***** SELECTED PASSAGE *****
Your Services Are Needed Now More Than Ever

With today's stresses, the people of your community have an increased need for care. People are so stressed by what is happening it is making them sick. For example, many are having trouble sleeping. Their choice is to go into the allopathic system and get a prescription for sleeping medication, or to come to you to help dissipate their stress naturally. Taking drugs to sleep - what can be more natural than sleeping? Taking sleeping medication doesn't solve the problem; it just replaces it with another problem. I think you get the idea.

But what about the ability for people to pay for chiropractic in this down economy? Let's start with unemployment. In 2007, unemployment tracked at around 4.7 percent. As a macroeconomic indicator, whenever it is under 5 percent, that is a good sign. Now, it is heading toward 9 percent or 10 percent, and perhaps even more. Macroeconomically, this is really bad.

However, what does it mean from your perspective as a doctor of chiropractic? Currently, if I were to make a generous estimate, chiropractors are seeing about 1 percent to 1.5 percent of the population on an active basis. I know you hear higher numbers, but just do the math. My estimate represents the number of people who have an appointment scheduled to visit a chiropractor. Hence, more than 98 percent of the population doesn't have an appointment to see you right now - and yet most are candidates who would benefit from care.

Even if we were to presume that people who are laid off from work aren't financially viable for care (which is a faulty presumption; many got great severance packages and benefits, etc.), the more than 98 percent who were not already booked for an appointment "pre-meltdown" would only be reduced to around 93 percent. And if you were to take out the folks who were already unemployed before the economic meltdown, you would only be down to 88 percent. Yes, the vast majority of people in your community who are not receiving care, are employed and will greatly benefit from your services. Further, think about where the economic meltdown has hit people. The stock market has pulled back significantly. I feel it. I have money in the market. But before the economic downturn, did people come to you and say, "Hey doc, I sold some stock today. Thought I would buy an adjustment"?

Real estate values have fallen quite a bit. I get it. I own personal and investment properties. But again, did folks come to you before this economic mess and say, "Doc, I just sold my home so now I can come get adjusted"? For the most part, people came to you and paid for services with discretionary income from their paychecks. The vast majority still have those same paychecks. In the context of this economy and your negligible market share, matched to the expanded need for chiropractic services and the fact that health care spending goes up during economic downturns, you have a huge opportunity!

Overcome the Consumer Mindset

The one thing that you must overcome, however, is the mindset of the consumer. In most cases, they have the same paycheck and the same cash flow as they did before the economic decline, but they feel much less wealthy. Your strategy for marketing must emphasize tactics to break through this "broke" mindset and get people to invest in your services. If you do this, you are in for the best years of your career. A big key is instituting some high-impact, low-cost marketing strategies.

Recently, I interviewed a young DC who opened a new practice six months ago in the midst of this bad economy. After only six months, he has a patient volume of 250 visits per week. His practice is 100 percent cash. Why would this be his experience when so many other DCs are struggling so hard? The answer is easy. It is because he fully understands the concept of being market ready and taking advantage of the available opportunities.

Many of you are just a few steps away from great breakthroughs in your practice. Take a step back. Empty your head of all the negativity it has absorbed these past months. Create a crystal-clear vision of helping the people of your community. Don't be a part of the problem; be the solution. Only dead fish swim with the current. Be bold and swim upstream.
*****
§ **TASK OBJECTIVE**
Answer from the passage on chiropractic in a down economy:
(a) What was the unemployment rate in 2007?
(b) What share of the population does the writer estimate chiropractors are actively seeing?
(c) What weekly patient volume did the young DC reach after six months?
***** GIVEN ENTRIES *****
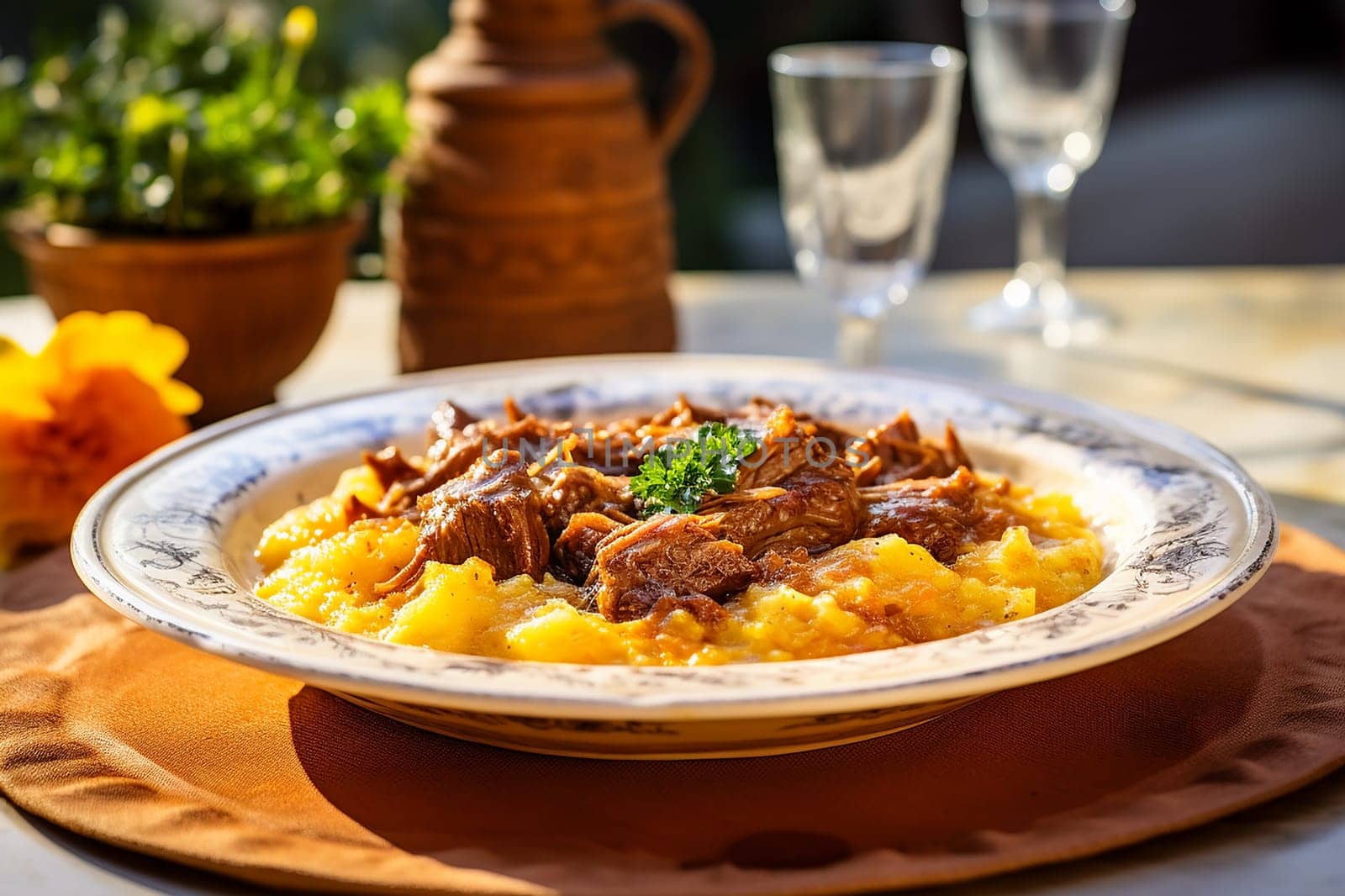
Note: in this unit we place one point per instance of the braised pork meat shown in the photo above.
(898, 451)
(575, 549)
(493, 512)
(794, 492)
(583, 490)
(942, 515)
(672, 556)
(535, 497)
*****
***** GIVEN ENTRIES *****
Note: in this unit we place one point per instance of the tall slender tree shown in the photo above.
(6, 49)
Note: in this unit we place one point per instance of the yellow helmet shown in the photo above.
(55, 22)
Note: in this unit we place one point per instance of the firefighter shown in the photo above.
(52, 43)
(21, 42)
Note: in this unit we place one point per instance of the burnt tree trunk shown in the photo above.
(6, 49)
*****
§ **RESPONSE TO THE TASK**
(a) Around 4.7 percent.
(b) About 1 percent to 1.5 percent.
(c) 250 visits per week.